§ **What the task asks**: Start at the line in the entries below that contains "positive clicks: (490, 131) (484, 132)", stop at the line that contains "box: [67, 390, 163, 507]", and output exactly the lines in that span, both ends included.

§ **Extracted entries**:
——————————

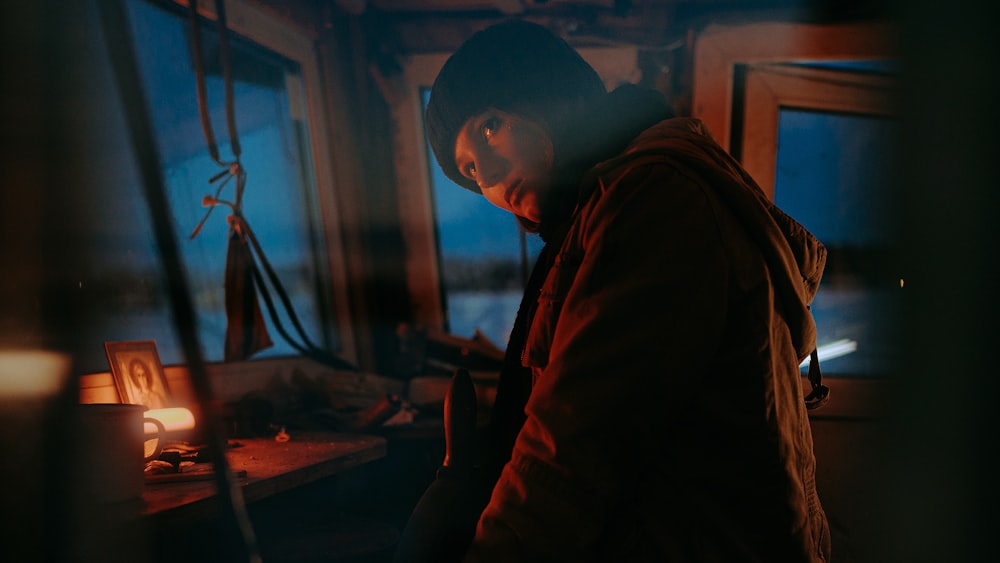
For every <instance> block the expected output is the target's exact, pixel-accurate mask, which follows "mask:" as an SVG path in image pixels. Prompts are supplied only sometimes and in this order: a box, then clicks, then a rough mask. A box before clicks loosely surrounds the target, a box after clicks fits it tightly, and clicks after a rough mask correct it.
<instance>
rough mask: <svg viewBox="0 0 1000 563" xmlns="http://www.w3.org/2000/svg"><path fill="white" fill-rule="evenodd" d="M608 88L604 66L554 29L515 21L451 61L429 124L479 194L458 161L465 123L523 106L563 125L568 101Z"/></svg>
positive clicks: (432, 131) (441, 163)
mask: <svg viewBox="0 0 1000 563" xmlns="http://www.w3.org/2000/svg"><path fill="white" fill-rule="evenodd" d="M605 93H606V91H605V89H604V83H603V82H602V81H601V78H600V76H598V75H597V72H596V71H595V70H594V69H593V67H591V66H590V65H589V64H587V62H586V61H584V60H583V57H581V56H580V54H579V53H577V52H576V50H574V49H573V48H572V47H571V46H570V45H569V44H568V43H566V42H565V41H563V40H562V39H560V38H559V37H557V36H556V35H555V34H553V33H552V32H551V31H549V30H548V29H547V28H545V27H543V26H541V25H538V24H534V23H530V22H526V21H522V20H510V21H506V22H503V23H499V24H496V25H493V26H491V27H488V28H486V29H483V30H481V31H479V32H477V33H475V34H474V35H473V36H472V37H470V38H469V39H468V40H467V41H466V42H465V43H463V44H462V46H461V47H459V49H458V50H457V51H456V52H455V53H454V54H453V55H452V56H451V57H450V58H449V59H448V61H447V62H445V64H444V66H443V67H442V68H441V72H440V73H439V74H438V76H437V79H436V80H435V81H434V85H433V86H432V87H431V96H430V101H429V102H428V104H427V113H426V116H425V125H426V128H427V136H428V139H429V140H430V144H431V149H432V150H433V151H434V156H435V157H436V158H437V161H438V164H440V165H441V169H442V170H444V173H445V175H446V176H448V178H450V179H451V180H452V181H454V182H455V183H456V184H458V185H460V186H462V187H463V188H466V189H469V190H472V191H474V192H477V193H479V187H478V186H477V185H476V183H475V182H473V181H471V180H469V179H468V178H465V177H464V176H462V175H461V174H460V173H459V171H458V168H457V167H456V166H455V140H456V139H457V137H458V132H459V130H460V129H461V128H462V126H463V125H464V124H465V122H466V121H467V120H468V119H469V118H470V117H473V116H475V115H478V114H479V113H482V112H483V111H485V110H486V109H487V108H490V107H493V108H496V109H499V110H502V111H506V112H509V113H516V114H518V115H523V116H526V117H529V118H532V119H535V120H539V121H541V122H542V123H544V124H546V125H548V126H549V129H550V132H557V131H558V130H559V129H560V128H561V127H562V125H563V124H560V123H556V122H553V121H552V120H558V119H559V117H558V116H560V115H562V114H563V113H564V112H565V109H566V108H567V107H574V105H575V104H577V103H586V102H588V101H589V100H592V99H594V98H595V97H598V96H602V95H604V94H605Z"/></svg>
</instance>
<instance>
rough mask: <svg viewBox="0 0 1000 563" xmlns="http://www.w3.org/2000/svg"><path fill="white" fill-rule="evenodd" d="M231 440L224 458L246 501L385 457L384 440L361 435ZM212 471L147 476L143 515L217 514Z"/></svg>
mask: <svg viewBox="0 0 1000 563" xmlns="http://www.w3.org/2000/svg"><path fill="white" fill-rule="evenodd" d="M229 444H230V448H229V449H228V450H227V451H226V458H227V460H228V461H229V468H230V470H231V471H232V472H233V473H234V474H236V475H237V480H238V481H239V483H240V484H241V485H242V489H243V498H244V502H246V503H250V502H253V501H255V500H259V499H262V498H265V497H268V496H271V495H274V494H278V493H281V492H283V491H287V490H290V489H293V488H295V487H298V486H301V485H305V484H307V483H311V482H314V481H316V480H319V479H322V478H324V477H329V476H331V475H334V474H336V473H338V472H340V471H343V470H345V469H349V468H351V467H356V466H359V465H362V464H365V463H368V462H370V461H374V460H376V459H379V458H381V457H384V456H385V455H386V441H385V438H382V437H379V436H367V435H358V434H337V433H326V432H307V433H297V434H292V435H291V439H290V440H289V441H287V442H278V441H276V440H274V439H273V438H246V439H243V438H241V439H237V440H230V441H229ZM211 471H212V464H207V463H199V464H195V465H194V466H189V467H186V468H184V470H183V471H182V472H181V475H185V474H186V475H185V476H186V477H190V478H192V479H195V480H191V481H158V482H153V481H150V480H147V482H146V485H145V489H144V491H143V494H142V498H143V501H144V502H145V507H144V511H143V513H144V514H145V515H147V516H153V517H156V518H157V519H169V520H173V519H175V518H180V519H185V520H187V521H190V519H196V518H201V517H209V516H212V515H214V514H216V513H217V511H218V509H219V506H218V504H219V499H218V497H217V496H216V486H215V481H214V477H213V476H212V474H211ZM244 472H245V473H244ZM182 478H183V477H182Z"/></svg>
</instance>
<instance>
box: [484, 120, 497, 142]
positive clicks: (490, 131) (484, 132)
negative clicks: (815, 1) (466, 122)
mask: <svg viewBox="0 0 1000 563" xmlns="http://www.w3.org/2000/svg"><path fill="white" fill-rule="evenodd" d="M499 128H500V122H499V121H498V120H497V118H495V117H491V118H490V119H487V120H486V121H484V122H483V138H484V139H486V140H487V141H488V140H490V138H491V137H493V134H494V133H496V132H497V129H499Z"/></svg>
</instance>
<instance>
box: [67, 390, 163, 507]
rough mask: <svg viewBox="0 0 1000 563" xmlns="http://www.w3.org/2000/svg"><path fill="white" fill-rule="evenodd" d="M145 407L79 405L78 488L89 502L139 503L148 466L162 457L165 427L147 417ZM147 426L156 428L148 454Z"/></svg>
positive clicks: (112, 502) (76, 431) (126, 405)
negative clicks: (147, 452) (80, 480)
mask: <svg viewBox="0 0 1000 563" xmlns="http://www.w3.org/2000/svg"><path fill="white" fill-rule="evenodd" d="M145 410H146V407H145V406H143V405H130V404H121V403H87V404H80V405H78V411H77V412H78V415H79V416H77V427H76V440H75V445H76V448H77V451H78V457H77V459H78V463H79V464H80V472H79V477H80V479H81V481H80V483H79V485H80V486H81V487H83V489H82V490H81V492H82V493H83V494H84V495H85V497H87V498H86V500H89V501H91V502H98V503H118V502H131V501H138V500H139V499H141V497H142V490H143V486H144V477H143V475H144V471H145V464H146V462H148V461H151V460H153V459H156V458H157V457H159V455H160V452H161V450H162V442H163V440H162V437H163V435H164V434H165V432H166V431H165V429H164V427H163V423H161V422H160V421H159V420H156V419H155V418H149V417H146V416H145V415H144V413H145ZM146 424H152V425H153V426H154V427H155V428H156V439H155V440H156V444H155V446H154V447H152V448H151V449H150V451H149V452H148V453H147V452H145V451H144V449H146V447H145V443H146V438H147V435H146V432H145V429H146Z"/></svg>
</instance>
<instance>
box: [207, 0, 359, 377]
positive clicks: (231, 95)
mask: <svg viewBox="0 0 1000 563" xmlns="http://www.w3.org/2000/svg"><path fill="white" fill-rule="evenodd" d="M215 10H216V30H217V32H218V35H219V55H220V58H221V65H222V78H223V83H224V87H225V98H226V126H227V128H228V132H229V141H230V147H231V150H232V152H233V155H234V156H235V160H233V161H223V160H222V159H221V158H220V156H219V148H218V144H217V143H216V140H215V133H214V131H213V129H212V123H211V120H210V116H209V111H208V94H207V88H206V84H205V67H204V63H203V59H204V53H203V47H202V42H201V32H200V25H199V21H198V3H197V0H190V1H189V3H188V16H189V19H190V26H191V43H192V49H193V51H194V70H195V78H196V82H197V97H198V113H199V116H200V117H201V128H202V132H203V133H204V135H205V142H206V143H207V145H208V152H209V154H210V155H211V157H212V160H214V161H215V162H216V163H217V164H219V165H220V166H223V167H225V168H224V169H223V170H221V171H220V172H218V173H217V174H215V175H214V176H212V177H211V178H210V179H209V183H210V184H213V183H216V182H219V181H220V180H221V183H220V184H219V186H218V187H217V188H216V191H215V196H214V197H213V196H206V197H205V198H203V200H202V204H203V205H205V206H207V207H208V210H207V211H206V212H205V215H204V216H203V217H202V219H201V221H199V222H198V225H197V226H196V227H195V228H194V230H193V231H192V232H191V235H190V238H192V239H193V238H194V237H196V236H197V235H198V233H199V232H200V231H201V228H202V226H204V224H205V222H206V221H207V220H208V217H209V215H211V213H212V210H213V209H215V207H216V206H217V205H220V204H221V205H226V206H228V207H230V209H231V215H230V217H229V223H230V228H232V229H236V231H237V233H238V234H239V235H240V236H242V237H245V239H246V240H247V241H248V242H249V243H250V248H251V250H252V252H251V260H250V262H251V263H250V269H251V272H252V275H253V277H254V281H255V282H256V284H255V285H256V288H257V291H258V294H259V295H260V297H261V298H262V299H263V300H264V303H265V305H266V306H267V310H268V313H269V316H270V318H271V321H272V322H273V323H274V326H275V328H276V329H277V330H278V333H279V334H281V336H282V338H283V339H284V340H285V341H286V342H287V343H288V344H289V345H290V346H291V347H292V348H294V349H295V350H297V351H298V352H299V353H301V354H303V355H306V356H308V357H310V358H312V359H315V360H317V361H319V362H321V363H324V364H326V365H329V366H331V367H335V368H340V369H349V370H353V371H359V369H360V368H358V367H357V366H355V365H354V364H352V363H351V362H348V361H347V360H345V359H343V358H340V357H338V356H335V355H333V354H331V353H329V352H327V351H325V350H323V349H321V348H319V347H318V346H316V345H315V344H313V343H312V342H311V341H310V340H309V338H308V336H307V335H306V332H305V329H304V328H303V327H302V323H301V322H300V321H299V318H298V315H297V314H296V313H295V310H294V308H293V306H292V301H291V299H290V298H289V297H288V293H287V292H286V291H285V289H284V286H283V285H282V284H281V280H280V279H279V278H278V275H277V274H276V273H275V272H274V268H272V267H271V264H270V262H269V261H268V259H267V257H266V256H265V254H264V249H263V248H262V247H261V245H260V242H259V241H258V240H257V237H256V236H255V235H254V233H253V230H252V229H251V228H250V224H249V223H248V222H247V220H246V218H245V217H244V216H243V209H242V207H243V191H244V188H245V187H246V177H247V174H246V169H244V168H243V165H242V164H241V162H240V156H241V148H240V142H239V135H238V134H237V130H236V117H235V114H236V110H235V107H236V104H235V100H234V94H233V77H232V69H231V65H230V60H229V59H230V56H229V41H228V26H227V24H226V10H225V3H224V2H223V0H215ZM234 178H235V179H236V185H235V189H236V197H235V199H234V201H232V202H226V201H223V200H221V199H219V195H220V194H221V193H222V190H223V188H225V187H226V185H227V184H228V183H229V182H230V180H232V179H234ZM254 255H256V259H254ZM258 260H259V261H260V265H258ZM261 266H263V268H264V272H265V273H266V274H267V278H266V280H265V277H264V274H262V273H261ZM267 282H270V284H271V287H272V288H273V289H274V291H275V292H276V293H277V294H278V298H279V299H280V300H281V304H282V306H283V307H284V310H285V312H286V314H287V315H288V318H289V319H290V320H291V322H292V325H293V327H294V328H295V331H296V333H297V334H298V336H299V338H300V339H301V340H302V343H300V342H298V341H296V340H295V339H293V338H292V337H291V335H290V334H289V333H288V331H287V330H285V327H284V325H283V324H282V322H281V318H280V317H279V315H278V312H277V309H276V307H275V304H274V300H273V299H272V298H271V294H270V293H269V291H268V285H267Z"/></svg>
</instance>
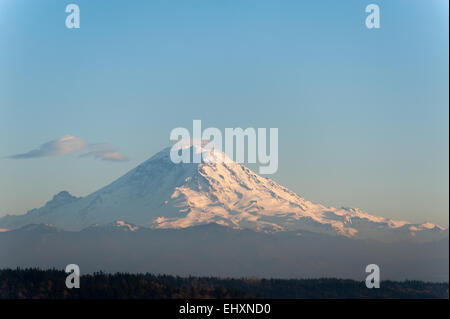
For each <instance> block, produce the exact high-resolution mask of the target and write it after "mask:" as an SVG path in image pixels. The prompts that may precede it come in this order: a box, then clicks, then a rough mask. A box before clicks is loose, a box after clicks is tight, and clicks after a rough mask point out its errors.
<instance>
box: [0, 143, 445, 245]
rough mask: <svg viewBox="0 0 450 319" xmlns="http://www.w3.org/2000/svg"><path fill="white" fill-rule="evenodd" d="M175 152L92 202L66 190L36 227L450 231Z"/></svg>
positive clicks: (409, 233)
mask: <svg viewBox="0 0 450 319" xmlns="http://www.w3.org/2000/svg"><path fill="white" fill-rule="evenodd" d="M184 146H186V147H189V148H193V149H192V150H191V152H210V151H211V150H208V148H204V146H205V144H204V142H203V144H202V143H201V144H200V146H198V145H197V146H194V145H191V144H185V145H184ZM170 152H171V148H170V147H169V148H166V149H164V150H162V151H161V152H159V153H157V154H155V155H154V156H153V157H151V158H150V159H148V160H147V161H145V162H143V163H142V164H140V165H138V166H137V167H135V168H134V169H132V170H130V171H129V172H128V173H126V174H125V175H123V176H122V177H120V178H119V179H117V180H116V181H114V182H112V183H111V184H109V185H107V186H105V187H103V188H101V189H99V190H97V191H96V192H94V193H92V194H90V195H88V196H86V197H83V198H77V197H75V196H72V195H70V194H69V193H68V192H67V191H62V192H60V193H58V194H57V195H55V196H54V197H53V199H52V200H51V201H49V202H48V203H47V204H46V205H45V206H44V207H41V208H39V209H36V210H34V211H33V213H32V214H30V216H29V217H31V215H32V216H33V218H34V219H32V222H34V223H36V222H37V223H40V222H43V223H51V224H55V225H56V226H57V227H60V228H63V229H66V230H80V229H83V228H85V227H88V226H89V225H94V224H99V225H104V224H108V223H115V224H114V225H115V226H117V227H127V228H128V229H130V230H131V228H133V227H135V226H134V225H137V226H143V227H152V228H187V227H193V226H200V225H205V224H210V223H216V224H219V225H222V226H227V227H230V228H233V229H240V230H242V229H251V230H255V231H260V232H281V231H299V232H302V231H304V232H314V233H321V234H327V235H333V236H345V237H349V238H360V239H362V238H376V239H380V240H383V241H390V240H398V239H401V240H409V239H414V240H416V241H417V240H422V241H425V240H429V239H434V238H440V237H441V235H442V236H445V234H446V232H444V231H442V230H443V229H441V228H439V227H435V225H434V224H429V223H425V224H412V223H409V222H406V221H395V220H390V219H386V218H383V217H379V216H374V215H371V214H368V213H365V212H364V211H362V210H360V209H357V208H333V207H326V206H323V205H320V204H315V203H312V202H310V201H307V200H306V199H304V198H303V197H301V196H299V195H297V194H296V193H294V192H292V191H290V190H289V189H287V188H286V187H283V186H281V185H279V184H278V183H276V182H275V181H273V180H272V179H269V178H265V177H262V176H260V175H258V174H257V173H255V172H253V171H252V170H250V169H249V168H247V167H246V166H244V165H242V164H239V163H236V162H233V161H211V162H201V163H195V164H193V163H179V164H176V163H174V162H173V161H172V160H171V158H170ZM209 154H211V153H209ZM217 154H218V155H219V156H220V155H221V154H222V153H221V152H217ZM29 217H27V215H22V216H17V217H12V216H8V218H5V219H3V220H2V219H0V226H1V227H5V228H8V229H11V228H12V227H17V226H19V227H20V226H21V225H24V224H29V223H30V218H29ZM124 221H127V222H124ZM131 223H132V224H131ZM130 227H131V228H130Z"/></svg>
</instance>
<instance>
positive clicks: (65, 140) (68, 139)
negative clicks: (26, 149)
mask: <svg viewBox="0 0 450 319" xmlns="http://www.w3.org/2000/svg"><path fill="white" fill-rule="evenodd" d="M86 145H87V143H86V142H85V141H84V140H82V139H81V138H78V137H75V136H72V135H66V136H64V137H61V138H60V139H57V140H53V141H50V142H47V143H44V144H42V145H41V146H40V147H39V148H37V149H34V150H31V151H29V152H27V153H23V154H15V155H11V156H9V158H13V159H22V158H36V157H45V156H57V155H66V154H70V153H73V152H76V151H79V150H81V149H83V148H85V147H86Z"/></svg>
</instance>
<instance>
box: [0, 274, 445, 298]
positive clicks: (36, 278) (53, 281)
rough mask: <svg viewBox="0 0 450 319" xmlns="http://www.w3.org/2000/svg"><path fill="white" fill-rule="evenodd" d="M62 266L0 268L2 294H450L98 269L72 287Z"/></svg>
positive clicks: (218, 296) (431, 292)
mask: <svg viewBox="0 0 450 319" xmlns="http://www.w3.org/2000/svg"><path fill="white" fill-rule="evenodd" d="M66 276H67V274H66V273H65V272H64V271H61V270H56V269H52V270H39V269H5V270H0V299H32V298H38V299H48V298H50V299H67V298H113V299H116V298H145V299H155V298H157V299H172V298H183V299H184V298H219V299H226V298H289V299H290V298H448V297H449V293H448V287H449V285H448V283H427V282H422V281H403V282H395V281H383V282H382V284H381V288H380V289H367V288H366V286H365V283H364V282H358V281H353V280H342V279H333V278H331V279H291V280H284V279H229V278H216V277H177V276H168V275H152V274H127V273H116V274H107V273H102V272H99V273H95V274H92V275H83V276H81V279H80V281H81V287H80V289H68V288H66V285H65V280H66Z"/></svg>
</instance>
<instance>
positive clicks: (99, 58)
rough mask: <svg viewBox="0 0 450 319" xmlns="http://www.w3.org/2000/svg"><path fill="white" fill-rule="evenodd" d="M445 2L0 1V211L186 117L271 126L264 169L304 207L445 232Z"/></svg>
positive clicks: (109, 169)
mask: <svg viewBox="0 0 450 319" xmlns="http://www.w3.org/2000/svg"><path fill="white" fill-rule="evenodd" d="M69 3H75V4H77V5H78V6H79V8H80V28H79V29H68V28H66V26H65V20H66V17H67V15H68V13H66V12H65V7H66V5H67V4H69ZM370 3H376V4H377V5H379V7H380V26H381V27H380V29H368V28H366V26H365V19H366V16H367V15H368V14H367V13H366V12H365V7H366V6H367V5H368V4H370ZM448 5H449V4H448V1H447V0H431V1H420V0H405V1H401V0H391V1H375V0H368V1H364V0H359V1H352V0H349V1H332V0H319V1H317V0H315V1H313V0H306V1H289V0H286V1H275V0H271V1H268V0H245V1H238V0H227V1H225V0H220V1H219V0H195V1H194V0H186V1H181V0H179V1H178V0H165V1H158V0H152V1H125V0H120V1H118V0H109V1H100V0H72V1H60V0H35V1H24V0H0V216H3V215H6V214H22V213H25V212H26V211H27V210H29V209H32V208H35V207H40V206H42V205H43V204H44V203H45V202H46V201H48V200H50V199H51V198H52V196H53V195H54V194H56V193H58V192H59V191H61V190H67V191H69V192H70V193H72V194H73V195H76V196H85V195H87V194H89V193H91V192H93V191H95V190H97V189H99V188H100V187H102V186H105V185H106V184H108V183H110V182H112V181H114V180H115V179H116V178H118V177H120V176H121V175H122V174H124V173H126V172H127V171H128V170H130V169H132V168H134V167H135V166H137V165H138V164H139V163H141V162H143V161H145V160H146V159H148V158H149V157H151V156H152V155H154V154H155V153H156V152H158V151H160V150H161V149H162V148H164V147H167V146H169V145H170V141H169V134H170V132H171V130H172V129H174V128H176V127H186V128H188V129H190V130H191V129H192V121H193V120H194V119H200V120H202V125H203V126H204V127H217V128H220V129H222V130H223V129H224V128H226V127H230V128H234V127H242V128H247V127H254V128H270V127H276V128H278V130H279V133H278V135H279V155H278V158H279V167H278V171H277V172H276V174H274V175H271V176H270V178H272V179H274V180H275V181H277V182H278V183H280V184H282V185H284V186H286V187H288V188H289V189H291V190H292V191H294V192H296V193H298V194H299V195H301V196H303V197H305V198H306V199H307V200H310V201H313V202H317V203H321V204H324V205H328V206H334V207H341V206H351V207H358V208H361V209H363V210H364V211H366V212H368V213H371V214H374V215H379V216H384V217H388V218H394V219H400V220H408V221H411V222H418V223H419V222H424V221H430V222H434V223H438V224H440V225H443V226H446V227H448V220H449V197H448V196H449V195H448V194H449V135H448V132H449V122H448V121H449V106H448V105H449V93H448V85H449V73H448V72H449V64H448V63H449V43H448V36H449V34H448V30H449V26H448V12H449V8H448Z"/></svg>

——————————

§ **Exercise output**:
positive clicks: (490, 131) (484, 132)
negative clicks: (815, 1) (466, 122)
mask: <svg viewBox="0 0 1000 563" xmlns="http://www.w3.org/2000/svg"><path fill="white" fill-rule="evenodd" d="M499 128H500V122H499V121H498V120H497V118H495V117H491V118H490V119H487V120H486V121H484V122H483V138H484V139H486V140H487V141H488V140H490V138H491V137H493V134H494V133H496V132H497V129H499Z"/></svg>
</instance>
<instance>
box: [67, 390, 163, 507]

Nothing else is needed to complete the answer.